Named-object pointing records
□ □ □ □

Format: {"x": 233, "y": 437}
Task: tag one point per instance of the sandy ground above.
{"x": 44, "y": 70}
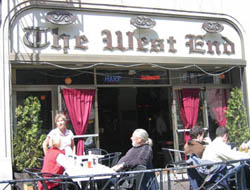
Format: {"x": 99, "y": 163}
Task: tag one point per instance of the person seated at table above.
{"x": 218, "y": 150}
{"x": 67, "y": 142}
{"x": 196, "y": 145}
{"x": 139, "y": 154}
{"x": 53, "y": 161}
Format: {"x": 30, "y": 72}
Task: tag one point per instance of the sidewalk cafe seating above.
{"x": 110, "y": 159}
{"x": 63, "y": 183}
{"x": 175, "y": 159}
{"x": 131, "y": 181}
{"x": 206, "y": 174}
{"x": 98, "y": 151}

□ □ □ □

**Aim:** Write out the material above once more, exactly as it reads, with no pictures.

**Answer:**
Format: {"x": 233, "y": 437}
Task: tag one point per instance of the sandy ground above.
{"x": 44, "y": 70}
Format: {"x": 99, "y": 163}
Task: tag one point per instance of the person seated at table above.
{"x": 218, "y": 150}
{"x": 67, "y": 142}
{"x": 196, "y": 145}
{"x": 139, "y": 154}
{"x": 53, "y": 161}
Format: {"x": 30, "y": 72}
Task: tag one point per instance of the sidewalk cafe seating above.
{"x": 110, "y": 159}
{"x": 63, "y": 183}
{"x": 175, "y": 159}
{"x": 131, "y": 181}
{"x": 206, "y": 174}
{"x": 98, "y": 151}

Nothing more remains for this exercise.